■ **OBJECTIVE**
Images should be left out, and everything else in the listing reproduced exactly.

::: LISTED RECORDS

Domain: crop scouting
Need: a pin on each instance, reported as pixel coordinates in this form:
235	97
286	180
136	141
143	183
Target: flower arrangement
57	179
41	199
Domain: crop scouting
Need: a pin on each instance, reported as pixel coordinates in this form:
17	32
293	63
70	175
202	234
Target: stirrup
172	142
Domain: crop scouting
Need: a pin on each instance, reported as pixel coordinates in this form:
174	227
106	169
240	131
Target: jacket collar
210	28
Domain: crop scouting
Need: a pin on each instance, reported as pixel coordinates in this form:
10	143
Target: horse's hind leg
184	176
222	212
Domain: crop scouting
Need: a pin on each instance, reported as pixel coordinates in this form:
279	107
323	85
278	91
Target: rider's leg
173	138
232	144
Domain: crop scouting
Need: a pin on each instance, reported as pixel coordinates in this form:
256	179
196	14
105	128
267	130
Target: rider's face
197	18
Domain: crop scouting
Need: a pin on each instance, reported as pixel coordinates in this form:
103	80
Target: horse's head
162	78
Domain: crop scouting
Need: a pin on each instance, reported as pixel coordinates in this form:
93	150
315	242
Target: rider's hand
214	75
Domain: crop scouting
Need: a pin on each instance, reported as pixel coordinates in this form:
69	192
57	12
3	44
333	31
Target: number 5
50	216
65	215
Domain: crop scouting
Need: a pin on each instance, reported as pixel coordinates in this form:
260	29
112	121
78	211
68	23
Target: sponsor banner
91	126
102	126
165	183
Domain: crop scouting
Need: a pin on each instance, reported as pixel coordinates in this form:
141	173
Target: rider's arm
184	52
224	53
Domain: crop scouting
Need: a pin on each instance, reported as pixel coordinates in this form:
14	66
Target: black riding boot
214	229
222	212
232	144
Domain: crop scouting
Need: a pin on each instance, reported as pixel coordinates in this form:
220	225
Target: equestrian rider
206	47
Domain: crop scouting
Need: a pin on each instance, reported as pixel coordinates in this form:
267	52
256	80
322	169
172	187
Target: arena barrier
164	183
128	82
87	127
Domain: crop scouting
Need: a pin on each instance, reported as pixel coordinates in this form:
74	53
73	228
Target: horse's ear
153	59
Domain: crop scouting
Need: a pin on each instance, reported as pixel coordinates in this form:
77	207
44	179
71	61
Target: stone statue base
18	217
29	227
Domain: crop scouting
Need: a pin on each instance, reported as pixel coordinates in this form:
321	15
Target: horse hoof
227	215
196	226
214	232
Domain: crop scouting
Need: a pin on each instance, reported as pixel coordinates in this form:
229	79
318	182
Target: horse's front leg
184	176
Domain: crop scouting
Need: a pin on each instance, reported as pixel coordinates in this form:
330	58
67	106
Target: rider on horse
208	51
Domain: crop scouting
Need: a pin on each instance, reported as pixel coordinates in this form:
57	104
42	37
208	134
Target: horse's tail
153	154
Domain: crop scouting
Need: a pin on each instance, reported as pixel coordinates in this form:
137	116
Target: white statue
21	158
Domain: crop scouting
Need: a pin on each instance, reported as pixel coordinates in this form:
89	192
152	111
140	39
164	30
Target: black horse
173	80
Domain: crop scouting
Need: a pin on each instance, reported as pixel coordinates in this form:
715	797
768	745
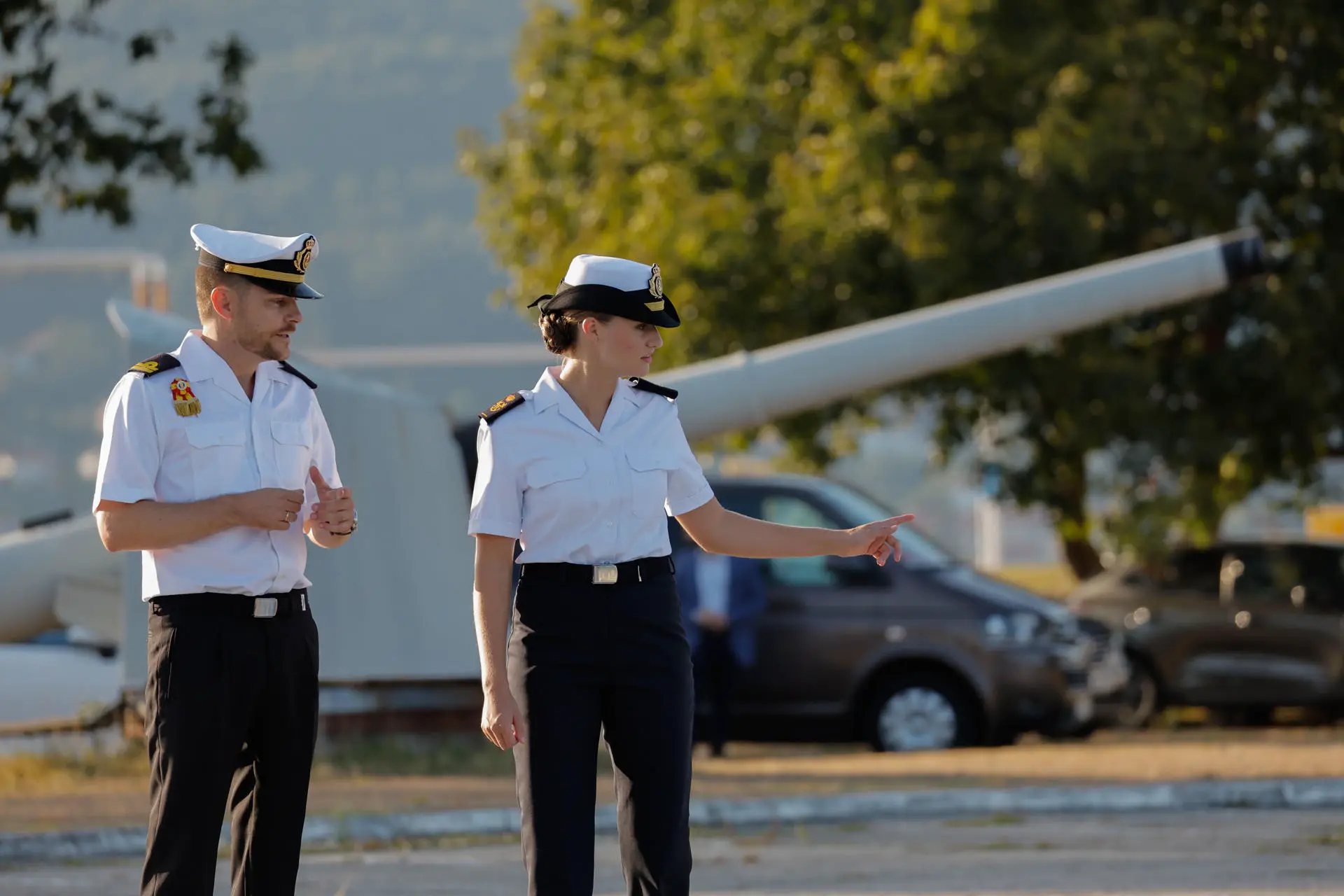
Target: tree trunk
1070	504
1082	558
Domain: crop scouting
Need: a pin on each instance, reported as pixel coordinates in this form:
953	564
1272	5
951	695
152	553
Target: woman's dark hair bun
561	330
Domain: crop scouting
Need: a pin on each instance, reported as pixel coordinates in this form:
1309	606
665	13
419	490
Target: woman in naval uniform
584	470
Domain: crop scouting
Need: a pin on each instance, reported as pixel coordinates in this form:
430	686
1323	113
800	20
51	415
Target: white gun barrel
752	388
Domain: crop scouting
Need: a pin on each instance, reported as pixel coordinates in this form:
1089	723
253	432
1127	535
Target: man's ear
222	300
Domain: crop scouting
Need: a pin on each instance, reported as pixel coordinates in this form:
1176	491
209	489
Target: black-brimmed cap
613	286
277	264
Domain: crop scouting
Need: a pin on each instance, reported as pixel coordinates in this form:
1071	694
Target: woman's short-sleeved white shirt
573	493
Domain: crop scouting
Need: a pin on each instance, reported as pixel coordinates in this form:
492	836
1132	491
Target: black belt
640	570
233	605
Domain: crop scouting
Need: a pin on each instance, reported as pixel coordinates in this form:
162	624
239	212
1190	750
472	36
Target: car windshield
918	551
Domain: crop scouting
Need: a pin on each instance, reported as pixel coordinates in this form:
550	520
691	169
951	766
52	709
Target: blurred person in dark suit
722	599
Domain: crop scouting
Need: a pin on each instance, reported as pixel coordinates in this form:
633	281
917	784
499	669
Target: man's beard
260	346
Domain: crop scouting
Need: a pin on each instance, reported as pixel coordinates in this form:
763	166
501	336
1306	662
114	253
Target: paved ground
51	802
1230	852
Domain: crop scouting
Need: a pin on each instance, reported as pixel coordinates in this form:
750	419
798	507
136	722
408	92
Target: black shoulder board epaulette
502	407
654	387
289	370
156	365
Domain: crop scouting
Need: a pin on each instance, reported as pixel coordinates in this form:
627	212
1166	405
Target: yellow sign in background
1324	522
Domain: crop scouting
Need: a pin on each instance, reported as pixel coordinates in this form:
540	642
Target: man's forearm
156	526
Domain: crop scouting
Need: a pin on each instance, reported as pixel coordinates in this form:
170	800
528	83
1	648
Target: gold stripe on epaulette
261	272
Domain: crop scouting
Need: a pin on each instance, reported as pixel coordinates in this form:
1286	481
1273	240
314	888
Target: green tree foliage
80	148
806	166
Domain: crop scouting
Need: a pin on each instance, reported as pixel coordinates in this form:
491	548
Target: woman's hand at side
502	720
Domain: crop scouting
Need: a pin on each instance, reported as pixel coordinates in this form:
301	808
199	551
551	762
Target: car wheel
1142	699
923	711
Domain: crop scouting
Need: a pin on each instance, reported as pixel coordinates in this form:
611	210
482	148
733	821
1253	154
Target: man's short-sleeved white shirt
234	445
573	493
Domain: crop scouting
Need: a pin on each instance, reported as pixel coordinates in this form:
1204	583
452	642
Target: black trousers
232	723
715	675
610	660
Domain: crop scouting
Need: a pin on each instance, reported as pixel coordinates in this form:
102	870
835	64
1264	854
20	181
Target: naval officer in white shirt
584	470
217	464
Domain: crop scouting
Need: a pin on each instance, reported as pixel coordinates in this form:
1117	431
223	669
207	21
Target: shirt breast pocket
293	442
219	463
650	475
556	485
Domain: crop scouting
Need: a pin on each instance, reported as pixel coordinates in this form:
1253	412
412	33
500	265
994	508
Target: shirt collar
549	391
203	363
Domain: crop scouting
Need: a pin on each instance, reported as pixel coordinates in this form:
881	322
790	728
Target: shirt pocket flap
213	434
556	470
290	433
650	460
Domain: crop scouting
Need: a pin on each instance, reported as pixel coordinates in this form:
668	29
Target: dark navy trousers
612	662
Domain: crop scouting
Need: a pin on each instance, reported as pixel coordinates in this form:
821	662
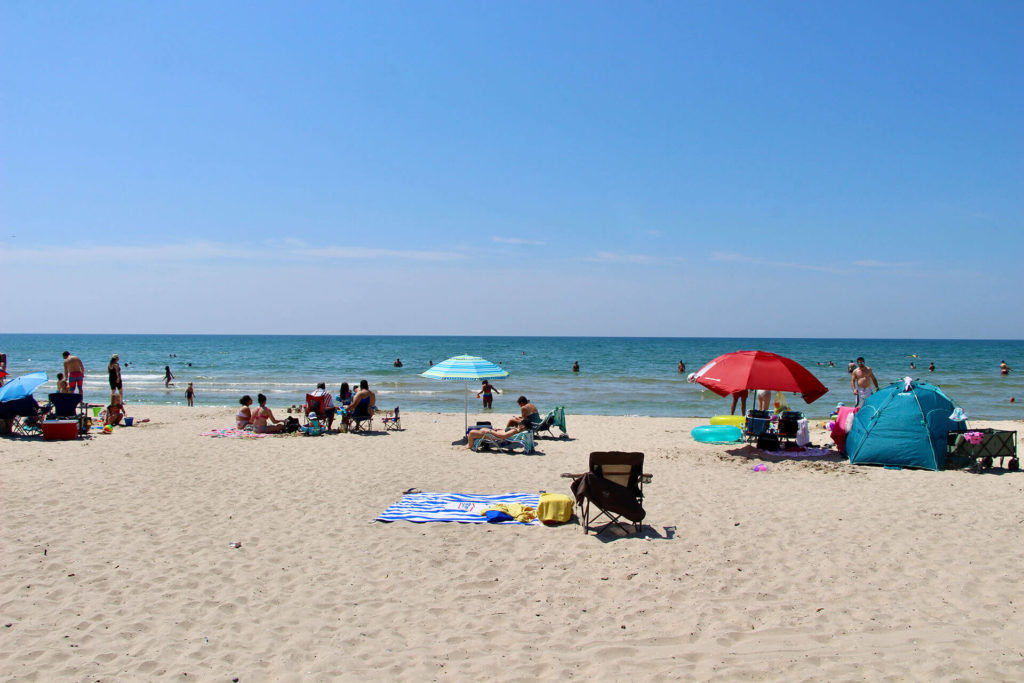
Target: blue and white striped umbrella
466	368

::::::

■ **REPLY**
Domain: crop scouting
Need: a pin on each instance, reported as pixel coordinates in this form:
235	97
286	180
136	141
143	183
Target: flower arrangement
57	179
41	199
Domain: crop scouting
Need: a pin on each instance, reported as pixel coordinates in this form:
17	32
293	63
70	175
202	234
Target: stirrup
172	142
Domain: crop scouting
Need: a pin on each instance, reported as pixel coordinates in this form:
174	227
106	169
240	131
Target: jacket collar
210	28
Domain: crop scouting
Need: a pin on each instance, reported as pixel coordinates in this form:
10	143
Target: horse's hind leg
184	176
222	212
Domain: crop scouting
Need: a pin on each instance, reported as pixel coordinates in this form:
279	107
323	85
278	91
Target: rider's leg
173	138
232	144
Domain: crop scouting
Need: a pin on each instance, reported as pixel coordinates in this form:
256	179
196	14
105	128
267	130
Target: rider's face
197	18
Domain: crop scouting
Need: a pin on each instance, reported as pixel coordinates in this form:
103	80
Target: horse's head
162	78
Domain: crop scouting
Need: a pin on each instance, reported as pixel coordinates in this form:
93	150
315	242
Target: rider's hand
214	75
Domain: crop scouting
Need: a pin on each instance, reported as pixel coordinates in this form:
69	192
57	12
3	44
333	31
Target: number 5
50	216
65	215
Domain: crop scouting
Need: a pin on each instance, reported as pixel coordinates in this form:
260	29
112	121
78	211
68	23
Target: sponsor banner
91	126
102	126
165	183
Domain: crop scouting
Need: a pin on each instance, reported as pixel coordinates in this form:
141	173
Target: rider's arm
184	52
224	53
Domain: crop scouting
Need: a pin on each instance, reported as pixel coordinates in this form:
14	66
Target: black riding boot
214	229
222	212
232	144
Domain: crop scouting
Need: a pin on each instance, reported as pixel coordinates in this form:
220	225
Target: equestrian rider
206	47
Domain: crop scouting
Need: a pin on each instance, reported as pixel coordinates in this form:
267	52
256	80
322	169
172	187
Target: arena barrier
164	183
128	82
87	127
Domain: crop scouting
Need: a pin on each instance, reported as pixel coordinates in this form:
74	53
73	228
Target: horse's ear
153	59
Domain: crop scouting
Need: a pin on each instance, reported as pixel coordinates in this form:
77	207
44	179
71	61
Target: stone statue base
18	217
29	227
Domain: crop scouting
Need: a pin on each instance, reported as pixel coordinates in this form:
321	15
Target: horse hoof
227	215
196	226
214	232
Domain: crop scouting
Need: a pin on each instance, reported as pixel coordinates in this form:
229	79
318	182
Target: horse's front leg
184	176
Domain: crop scouting
Need: a pin on each instance, reported as pixel coordinates in this form:
330	58
67	106
Target: rider on horse
208	51
Domain: crop scouting
Need: a pin on each instance, reported as pixel coordinates in this form:
57	104
42	37
208	134
Target: horse's tail
153	154
Domain: crop scouting
Need: a pin on each instance, reported as pixel coordinates in this form:
137	116
Target: white statue
21	158
Domain: crop scouting
Need: a pin on each instance, reported as pixel coordinates in this form:
89	192
152	111
140	39
164	30
Target: black horse
173	80
Domain: crop scouting
Need: a pin on each instance, reported as pixel coordinates in this form:
715	797
768	745
Target: tree trunk
1070	504
1082	558
Domain: crop scouting
Need: a pin on each instance, reported as pixel coordinates in this form:
953	564
1272	5
951	695
152	553
Target: woman's dark hair bun
561	330
Domain: crop scouting
Need: a pin on each instance, reported as pixel coordinates in this form:
1309	606
665	13
419	490
Target: woman in naval uniform
584	470
Domain: crop scouting
Need: a pin on each instance, reported as pixel coordinates in this form:
430	686
1323	113
800	20
51	415
Target: white gun barrel
752	388
Domain: crop scouting
Need: a pin on each instance, reported as pixel coordinates in this form:
1089	723
253	432
1127	535
Target: man's ear
222	300
Domain: crop scouting
Need: a pin on each instance, reported as pixel coordinates in this form:
1176	491
209	489
Target: black-brimmed cap
613	286
277	264
Domain: crop scouting
Need: a pin on each instance, reported as pixel coordinates in this form:
1071	694
Target: woman's short-sleeved white shirt
573	493
Domain: crop scouting
Need: a pin on each instance, reported as pixel coordinates in this form:
492	836
1132	491
Target: black belt
640	570
233	605
Domain: crop scouting
Need: a pin on each instance, reported as pixel coordinates in this form:
162	624
239	212
1190	750
472	36
Target: car windshield
918	551
Domain: crop scouting
Need: a pin on each instance, reported as pixel coordinates in this form:
550	520
691	169
951	766
52	709
Target: blurred person in dark suit
722	599
Domain: crop scouting
Need: a pin on each instance, reported as pixel coordinates in this form:
633	281
917	784
499	669
Target: man's beard
260	346
Domain: crop scouting
Need: a pin on each instance, reported as pixel coordinates in this form:
763	166
501	336
1306	662
114	253
Target: paved ground
51	802
1230	852
Domain: crop scouting
Need: a pin on each instance, reported as pixel coordinates in this form:
750	419
798	507
136	722
408	92
Target: black shoulder board epaulette
502	407
654	387
289	370
156	365
Domain: crop scouting
Need: a pin on each instance, reported as pixel coordinates in this form:
627	212
1166	405
Target: yellow sign in background
1324	522
Domain: crop scouting
Need: a pin on each instance, reported as pixel coordinates in this form:
540	642
Target: man's forearm
156	526
Domain: crop scouting
Need: a pin on each instance, reported as pixel coordinates in this form:
170	800
528	83
1	648
Target: gold stripe on epaulette
261	272
Domain: crop scouting
Need: a pin on each instance, reported as pixel coordinates in this form:
1286	481
1273	240
314	888
Target: green tree foliage
80	148
806	166
Domain: crop scouting
Need: a pin on each instance, reported as pixel coordinates in this form:
491	548
Target: woman's hand at side
502	720
Domain: crop scouting
Need: a pin on each instance, reported as pixel coordinates in this form:
301	808
199	551
551	762
Target: car wheel
1142	699
923	711
Domain: crop scouting
Need: a pin on each instance, reported as pixel coordinates in this form:
611	210
482	148
733	821
1253	154
Target: man's short-sleeved white shirt
234	445
573	493
Domain: crop scouting
Need: a pin on each instance, reported as pixel coordinates in this form:
1204	583
452	642
Target: black trousers
232	723
715	675
610	660
Domain: crop scouting
Need: a pin on each instance, reported as pixel coordinates in this form:
102	870
835	64
1264	854
20	181
Target: naval officer in white shirt
584	470
217	464
Domain: crop scouting
Need: a pin on each instance, reported as pixel coordinates in this form:
1117	431
223	669
207	21
Target: shirt breast pocket
293	442
219	463
650	475
556	485
Domain: crop scouting
Need: a pin on each instance, reported as pixel coordinates in this form:
1253	412
412	33
500	265
994	508
Target: shirt collar
549	391
203	363
Domain: crop scouting
Need: a pin on each instance, reported as pixel coordinates in this form:
881	322
790	728
Target: shirt pocket flap
213	434
556	470
290	433
650	460
Domain: crop scouting
Need: a pin on each instance, reported as pixel coordinates in this form:
668	29
Target: dark navy trousers
612	662
Domain: crop scouting
Need: a pin on each instance, reported as pixel coordinates in this form:
821	662
Target: blue and white striped umbrella
466	368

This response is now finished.